§ **Work item**:
From the line that contains "of the white" through the closing line of the entries, write out each line exactly; pictures stay out.

§ **Provided entries**:
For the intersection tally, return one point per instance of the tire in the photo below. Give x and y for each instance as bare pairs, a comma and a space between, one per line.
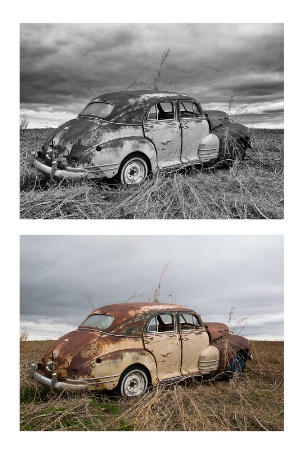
238, 364
133, 170
133, 382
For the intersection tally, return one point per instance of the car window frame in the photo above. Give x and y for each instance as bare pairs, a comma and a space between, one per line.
175, 109
175, 322
190, 330
201, 117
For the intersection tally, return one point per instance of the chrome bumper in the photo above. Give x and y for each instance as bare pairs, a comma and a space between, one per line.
54, 384
54, 172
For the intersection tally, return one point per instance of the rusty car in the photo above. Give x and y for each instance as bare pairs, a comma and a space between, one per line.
128, 135
128, 347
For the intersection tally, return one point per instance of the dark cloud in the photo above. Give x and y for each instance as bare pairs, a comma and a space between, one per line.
62, 275
64, 64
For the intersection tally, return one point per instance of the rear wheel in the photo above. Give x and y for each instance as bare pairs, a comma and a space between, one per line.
133, 170
133, 382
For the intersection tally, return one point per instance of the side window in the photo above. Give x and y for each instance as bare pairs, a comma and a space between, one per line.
161, 111
189, 110
161, 324
189, 322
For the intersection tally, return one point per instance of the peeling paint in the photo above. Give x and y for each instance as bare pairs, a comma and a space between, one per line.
87, 145
94, 358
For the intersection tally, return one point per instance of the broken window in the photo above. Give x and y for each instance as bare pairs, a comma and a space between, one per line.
189, 110
161, 323
161, 111
189, 321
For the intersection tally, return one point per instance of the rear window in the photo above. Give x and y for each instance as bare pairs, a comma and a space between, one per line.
98, 109
98, 321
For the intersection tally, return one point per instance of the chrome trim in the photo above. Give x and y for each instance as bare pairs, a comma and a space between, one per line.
69, 384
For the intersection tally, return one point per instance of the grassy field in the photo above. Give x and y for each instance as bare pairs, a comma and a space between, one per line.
252, 402
252, 189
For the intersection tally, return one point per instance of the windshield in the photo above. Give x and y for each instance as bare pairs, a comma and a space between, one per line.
98, 109
98, 321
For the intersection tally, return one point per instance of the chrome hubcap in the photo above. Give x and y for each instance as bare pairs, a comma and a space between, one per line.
134, 384
134, 172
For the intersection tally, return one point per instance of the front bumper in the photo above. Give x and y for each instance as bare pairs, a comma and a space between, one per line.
107, 382
54, 172
54, 384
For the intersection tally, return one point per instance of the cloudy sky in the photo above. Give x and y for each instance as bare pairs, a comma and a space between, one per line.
64, 277
63, 66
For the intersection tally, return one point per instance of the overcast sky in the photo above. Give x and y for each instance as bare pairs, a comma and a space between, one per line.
64, 277
63, 66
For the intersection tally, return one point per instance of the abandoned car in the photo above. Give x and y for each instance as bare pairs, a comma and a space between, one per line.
129, 134
127, 347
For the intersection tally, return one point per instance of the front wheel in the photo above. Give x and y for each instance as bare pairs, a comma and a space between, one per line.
133, 170
133, 382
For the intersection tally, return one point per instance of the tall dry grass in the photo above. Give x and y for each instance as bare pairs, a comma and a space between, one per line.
251, 189
252, 402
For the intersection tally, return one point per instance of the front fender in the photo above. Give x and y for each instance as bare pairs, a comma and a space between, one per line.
112, 153
113, 365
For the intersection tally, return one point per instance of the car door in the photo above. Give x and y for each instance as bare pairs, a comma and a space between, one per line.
194, 127
162, 128
162, 339
194, 340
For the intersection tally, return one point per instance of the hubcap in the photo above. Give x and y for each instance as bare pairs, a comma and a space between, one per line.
134, 384
134, 172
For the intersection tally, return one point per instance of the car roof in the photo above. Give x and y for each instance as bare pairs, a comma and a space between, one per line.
129, 106
130, 318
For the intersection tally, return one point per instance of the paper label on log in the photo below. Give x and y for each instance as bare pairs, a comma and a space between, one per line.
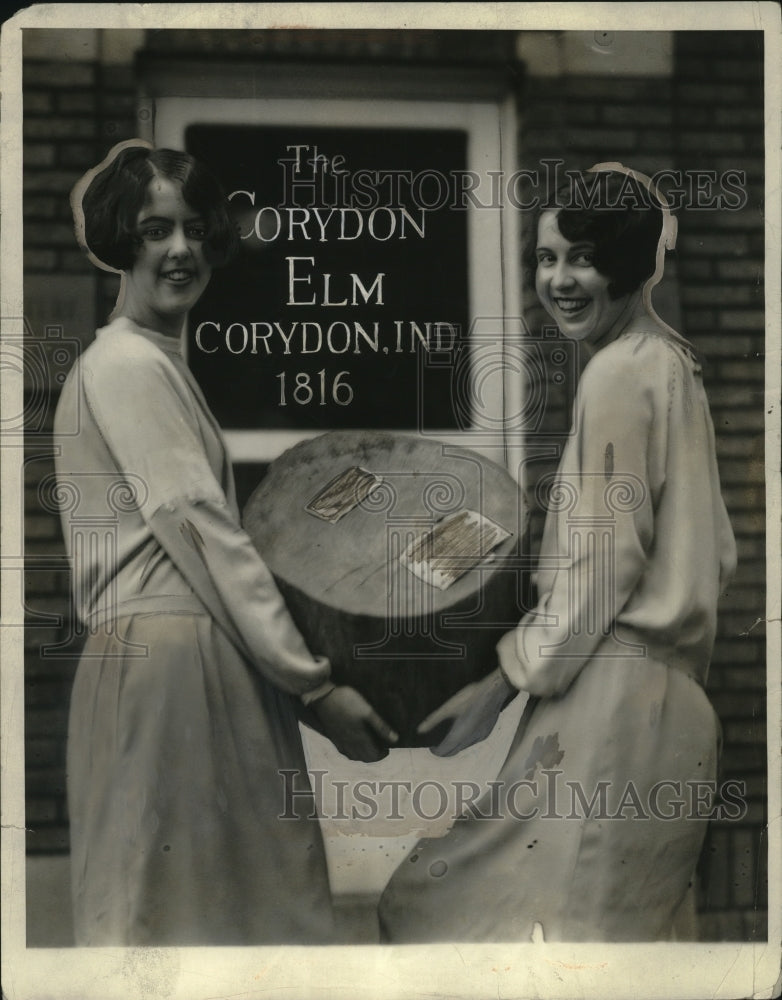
453, 547
342, 494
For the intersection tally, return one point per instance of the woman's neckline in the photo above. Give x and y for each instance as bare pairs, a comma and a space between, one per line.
171, 345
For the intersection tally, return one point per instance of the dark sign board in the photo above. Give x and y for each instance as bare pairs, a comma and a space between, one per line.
348, 303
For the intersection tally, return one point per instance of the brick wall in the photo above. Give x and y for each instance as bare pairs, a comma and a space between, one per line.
73, 112
707, 115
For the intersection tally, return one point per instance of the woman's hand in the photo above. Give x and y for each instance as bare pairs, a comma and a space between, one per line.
352, 725
474, 711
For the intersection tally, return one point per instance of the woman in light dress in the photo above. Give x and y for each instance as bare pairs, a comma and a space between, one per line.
604, 796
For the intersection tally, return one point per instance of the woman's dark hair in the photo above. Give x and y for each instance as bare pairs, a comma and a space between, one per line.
116, 195
616, 213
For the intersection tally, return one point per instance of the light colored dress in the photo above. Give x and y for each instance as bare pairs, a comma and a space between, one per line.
596, 823
181, 714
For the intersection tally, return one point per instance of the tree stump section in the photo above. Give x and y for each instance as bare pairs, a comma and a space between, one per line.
406, 645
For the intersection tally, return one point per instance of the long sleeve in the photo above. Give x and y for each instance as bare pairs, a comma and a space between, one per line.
600, 523
149, 421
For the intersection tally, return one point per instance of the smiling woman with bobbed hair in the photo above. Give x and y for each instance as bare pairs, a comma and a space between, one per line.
594, 826
183, 710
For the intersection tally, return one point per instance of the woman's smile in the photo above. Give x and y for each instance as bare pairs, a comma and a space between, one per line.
571, 289
170, 271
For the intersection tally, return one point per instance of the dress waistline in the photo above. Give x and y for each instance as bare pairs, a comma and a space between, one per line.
166, 604
630, 643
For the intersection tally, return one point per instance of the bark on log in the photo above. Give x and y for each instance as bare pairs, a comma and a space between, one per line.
406, 645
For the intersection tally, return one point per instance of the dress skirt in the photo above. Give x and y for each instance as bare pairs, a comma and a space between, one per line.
593, 828
175, 749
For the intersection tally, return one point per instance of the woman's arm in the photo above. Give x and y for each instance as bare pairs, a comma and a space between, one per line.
137, 400
600, 523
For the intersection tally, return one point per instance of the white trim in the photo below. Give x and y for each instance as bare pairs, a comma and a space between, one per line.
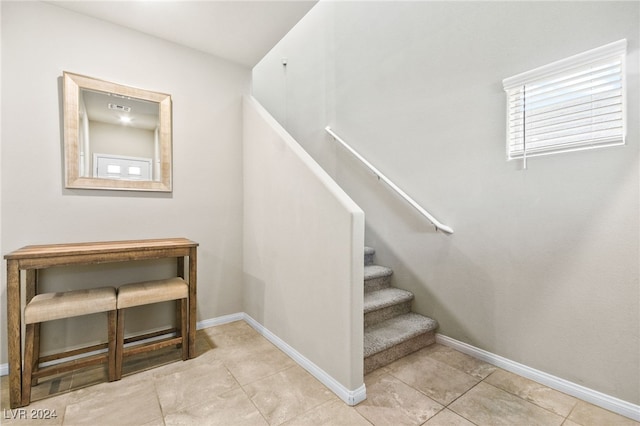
212, 322
594, 397
350, 397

§ **Solution to the exercise**:
For the intersection tally, return one point per instance of the white trim in the photo below. Give x and y for each instance as bare pairs, a comma and a space between, one per line.
212, 322
594, 397
350, 397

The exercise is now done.